__Document extract__
>> begin

CH35304John Hely (later Hely-Hutchinson), Irish lawyer, statesman, and Provost of Trinity College Dublin, dies on September 4, 1794 at Buxton, Derbyshire, England.

Hely is born in 1724 at Gortroe, Mallow, son of Francis Hely, a gentleman of County Cork. He is educated at Trinity College Dublin (BA 1744) and is called to the Irish bar in 1748. He takes the additional name of Hutchinson upon his marriage in 1751 to Christiana Nixon, heiress of her uncle, Richard Hutchinson.

Hely-Hutchinson is elected member of the Irish House of Commons for the borough of Lanesborough in 1759, but from 1761 to 1790 he represents Cork City. He at first attaches himself to the patriotic party in opposition to the government, and although he afterwards joins the administration, he never abandons his advocacy of popular measures.

>> end

__Task A__
Reproduce the stretch from "CH35304John Hely (later" through "of popular measures." in the passage on John Hely-Hutchinson, word for word.
__Task B__
Write the next part of the passage on John Hely-Hutchinson, starting after its last sentence.

__Records provided__
>> begin

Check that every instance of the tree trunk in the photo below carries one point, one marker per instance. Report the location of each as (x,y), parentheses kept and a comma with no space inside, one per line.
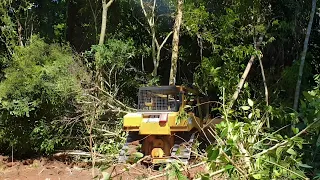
(105,7)
(303,56)
(245,74)
(175,43)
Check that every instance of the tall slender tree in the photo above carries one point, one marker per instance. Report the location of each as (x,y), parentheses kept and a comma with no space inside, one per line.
(105,7)
(303,55)
(175,44)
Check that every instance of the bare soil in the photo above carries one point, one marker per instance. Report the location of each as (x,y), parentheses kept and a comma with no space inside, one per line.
(42,169)
(45,169)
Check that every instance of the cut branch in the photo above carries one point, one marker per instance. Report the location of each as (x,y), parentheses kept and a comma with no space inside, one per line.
(286,141)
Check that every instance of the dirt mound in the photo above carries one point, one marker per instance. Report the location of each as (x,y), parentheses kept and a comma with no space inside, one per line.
(42,169)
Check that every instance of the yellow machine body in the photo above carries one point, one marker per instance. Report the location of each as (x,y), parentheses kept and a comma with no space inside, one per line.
(159,123)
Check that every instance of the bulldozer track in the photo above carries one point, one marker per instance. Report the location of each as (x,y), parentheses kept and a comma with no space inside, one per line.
(181,150)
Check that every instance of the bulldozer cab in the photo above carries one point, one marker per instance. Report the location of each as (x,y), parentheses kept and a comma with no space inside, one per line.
(173,99)
(159,99)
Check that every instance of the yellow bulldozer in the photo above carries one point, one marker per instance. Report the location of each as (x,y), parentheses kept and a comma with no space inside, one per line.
(166,123)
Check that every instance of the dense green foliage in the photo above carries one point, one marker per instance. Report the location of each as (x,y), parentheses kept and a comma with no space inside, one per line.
(60,90)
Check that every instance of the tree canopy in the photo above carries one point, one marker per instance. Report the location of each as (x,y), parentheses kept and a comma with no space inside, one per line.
(70,70)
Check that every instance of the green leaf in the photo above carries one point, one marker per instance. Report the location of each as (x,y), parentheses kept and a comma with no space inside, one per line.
(250,102)
(305,166)
(245,108)
(318,141)
(138,155)
(257,176)
(279,152)
(291,151)
(228,167)
(205,177)
(295,130)
(213,154)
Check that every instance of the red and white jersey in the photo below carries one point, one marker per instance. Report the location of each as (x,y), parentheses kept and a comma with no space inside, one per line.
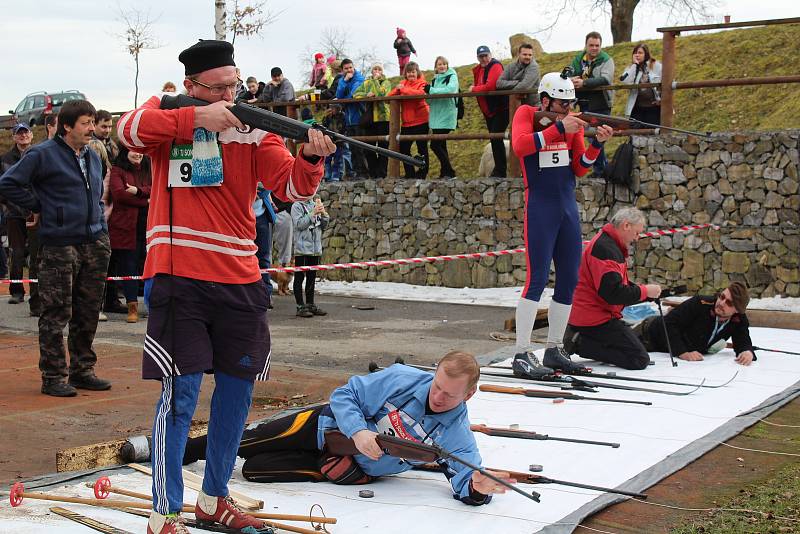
(213,226)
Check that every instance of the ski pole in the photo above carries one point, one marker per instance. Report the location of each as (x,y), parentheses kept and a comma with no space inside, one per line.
(102,488)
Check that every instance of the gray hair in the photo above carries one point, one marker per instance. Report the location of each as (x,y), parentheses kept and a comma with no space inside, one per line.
(631,215)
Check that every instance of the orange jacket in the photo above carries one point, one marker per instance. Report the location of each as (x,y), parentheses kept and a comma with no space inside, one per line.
(415,112)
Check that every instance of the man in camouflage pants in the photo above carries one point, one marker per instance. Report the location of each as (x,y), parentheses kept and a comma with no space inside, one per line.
(61,180)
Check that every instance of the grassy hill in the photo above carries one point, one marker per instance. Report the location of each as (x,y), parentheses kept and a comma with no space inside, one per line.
(766,51)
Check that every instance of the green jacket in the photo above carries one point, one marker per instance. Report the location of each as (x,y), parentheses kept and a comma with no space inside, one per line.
(379,87)
(598,72)
(443,110)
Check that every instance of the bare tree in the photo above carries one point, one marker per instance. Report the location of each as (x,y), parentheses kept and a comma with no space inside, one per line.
(137,37)
(220,27)
(621,12)
(249,20)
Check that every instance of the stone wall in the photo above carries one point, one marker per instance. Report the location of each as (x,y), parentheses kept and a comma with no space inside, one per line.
(746,183)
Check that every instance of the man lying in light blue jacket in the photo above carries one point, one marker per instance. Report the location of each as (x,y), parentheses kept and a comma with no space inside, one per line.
(400,401)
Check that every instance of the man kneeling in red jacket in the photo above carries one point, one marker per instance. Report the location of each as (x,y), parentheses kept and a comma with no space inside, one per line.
(595,328)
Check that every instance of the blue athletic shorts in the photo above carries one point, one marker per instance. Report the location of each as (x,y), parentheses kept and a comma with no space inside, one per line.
(198,326)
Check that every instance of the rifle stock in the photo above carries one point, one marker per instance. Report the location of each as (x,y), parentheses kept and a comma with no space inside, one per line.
(269,121)
(543,119)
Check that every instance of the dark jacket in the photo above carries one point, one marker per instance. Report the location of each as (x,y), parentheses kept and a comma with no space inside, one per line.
(485,79)
(48,180)
(125,216)
(603,287)
(690,325)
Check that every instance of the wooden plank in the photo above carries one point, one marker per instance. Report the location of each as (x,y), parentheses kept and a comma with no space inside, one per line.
(196,483)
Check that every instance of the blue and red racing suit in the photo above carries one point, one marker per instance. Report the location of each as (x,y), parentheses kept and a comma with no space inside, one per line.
(550,161)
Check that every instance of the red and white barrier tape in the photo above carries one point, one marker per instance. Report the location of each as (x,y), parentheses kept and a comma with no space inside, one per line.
(410,261)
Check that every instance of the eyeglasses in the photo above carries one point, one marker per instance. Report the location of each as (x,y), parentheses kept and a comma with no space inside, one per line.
(218,89)
(725,300)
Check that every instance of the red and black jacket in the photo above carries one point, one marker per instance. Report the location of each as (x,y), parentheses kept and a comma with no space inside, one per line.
(603,287)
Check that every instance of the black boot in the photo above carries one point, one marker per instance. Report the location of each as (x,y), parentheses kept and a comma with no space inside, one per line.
(556,358)
(90,382)
(527,365)
(57,388)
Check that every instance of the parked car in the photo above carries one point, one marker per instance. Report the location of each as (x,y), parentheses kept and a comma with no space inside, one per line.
(36,106)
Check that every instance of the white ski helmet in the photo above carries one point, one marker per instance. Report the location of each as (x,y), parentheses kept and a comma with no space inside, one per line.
(556,86)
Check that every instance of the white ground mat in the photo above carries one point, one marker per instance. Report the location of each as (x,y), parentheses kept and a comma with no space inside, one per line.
(655,441)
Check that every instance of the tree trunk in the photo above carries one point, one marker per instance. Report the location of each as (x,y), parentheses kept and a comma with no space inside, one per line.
(136,83)
(622,19)
(219,19)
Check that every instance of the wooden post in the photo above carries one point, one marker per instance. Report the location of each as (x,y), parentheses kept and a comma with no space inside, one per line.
(667,77)
(513,162)
(393,170)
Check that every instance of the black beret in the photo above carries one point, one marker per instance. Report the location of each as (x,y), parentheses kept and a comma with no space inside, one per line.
(206,55)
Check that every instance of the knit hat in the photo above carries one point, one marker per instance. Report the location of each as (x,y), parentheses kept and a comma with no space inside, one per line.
(206,55)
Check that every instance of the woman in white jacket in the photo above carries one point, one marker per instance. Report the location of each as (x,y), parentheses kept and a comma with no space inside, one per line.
(643,104)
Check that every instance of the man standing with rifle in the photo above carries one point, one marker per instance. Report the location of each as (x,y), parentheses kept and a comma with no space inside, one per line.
(400,401)
(595,327)
(552,154)
(700,322)
(208,305)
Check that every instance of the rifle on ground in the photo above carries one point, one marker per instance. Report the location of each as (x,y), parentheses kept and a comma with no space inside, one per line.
(530,478)
(340,445)
(269,121)
(543,119)
(526,434)
(542,394)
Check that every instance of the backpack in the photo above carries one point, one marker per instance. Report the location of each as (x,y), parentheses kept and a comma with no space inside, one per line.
(620,170)
(459,100)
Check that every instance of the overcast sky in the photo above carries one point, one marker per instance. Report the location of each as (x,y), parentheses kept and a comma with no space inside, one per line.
(50,45)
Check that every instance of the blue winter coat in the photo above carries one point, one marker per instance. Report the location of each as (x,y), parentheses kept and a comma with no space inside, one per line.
(392,402)
(346,89)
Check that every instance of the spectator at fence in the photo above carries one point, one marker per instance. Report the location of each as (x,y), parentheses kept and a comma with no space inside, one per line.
(596,329)
(444,112)
(494,108)
(15,215)
(375,118)
(404,49)
(283,236)
(592,68)
(643,104)
(522,75)
(130,185)
(309,218)
(279,89)
(51,179)
(265,217)
(415,115)
(318,72)
(334,164)
(102,131)
(348,83)
(252,92)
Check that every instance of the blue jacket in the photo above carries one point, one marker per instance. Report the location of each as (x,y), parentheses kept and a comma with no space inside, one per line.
(49,180)
(366,402)
(346,89)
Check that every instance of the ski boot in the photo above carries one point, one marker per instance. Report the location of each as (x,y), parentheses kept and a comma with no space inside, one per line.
(527,365)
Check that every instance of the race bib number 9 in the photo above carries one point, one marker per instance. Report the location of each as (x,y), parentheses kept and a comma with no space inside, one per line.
(180,167)
(554,158)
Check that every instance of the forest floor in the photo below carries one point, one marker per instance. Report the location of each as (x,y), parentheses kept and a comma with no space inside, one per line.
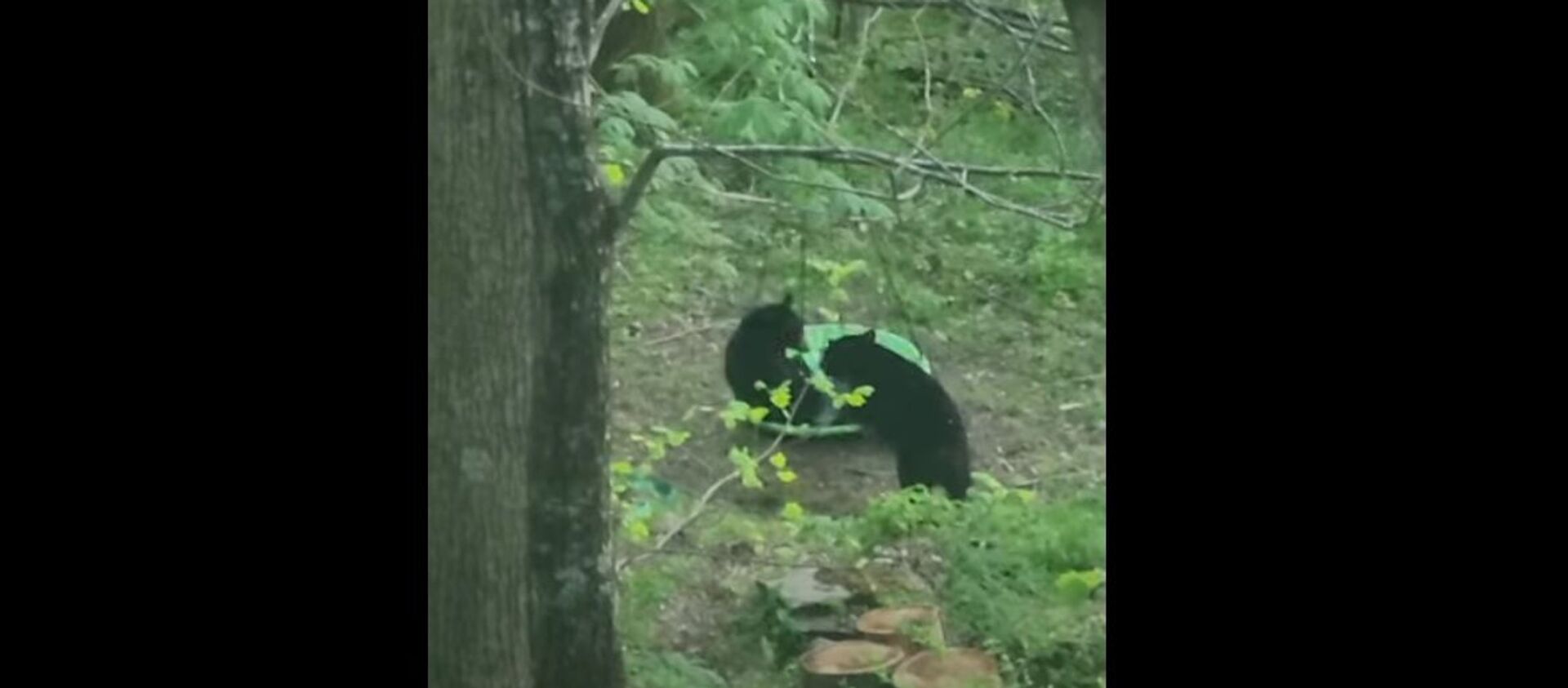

>> end

__Written response A__
CH35304John Hely (later Hely-Hutchinson), Irish lawyer, statesman, and Provost of Trinity College Dublin, dies on September 4, 1794 at Buxton, Derbyshire, England.

Hely is born in 1724 at Gortroe, Mallow, son of Francis Hely, a gentleman of County Cork. He is educated at Trinity College Dublin (BA 1744) and is called to the Irish bar in 1748. He takes the additional name of Hutchinson upon his marriage in 1751 to Christiana Nixon, heiress of her uncle, Richard Hutchinson.

Hely-Hutchinson is elected member of the Irish House of Commons for the borough of Lanesborough in 1759, but from 1761 to 1790 he represents Cork City. He at first attaches himself to the patriotic party in opposition to the government, and although he afterwards joins the administration, he never abandons his advocacy of popular measures.

__Written response B__
After a session or two in parliament he is made a privy councillor and prime Serjeant-at-law. From this time he gives a general, though by no means invariable, support to the government. In 1767 the ministry contemplates an increase of the army establishment in Ireland from 12,000 to 15,000 men, but the Augmentation Bill meets with strenuous opposition, not only from Henry Flood, John Ponsonby and the habitual opponents of the government, but from the Undertakers, or proprietors of boroughs, on whom the government has hitherto relied to secure them a majority in the House of Commons.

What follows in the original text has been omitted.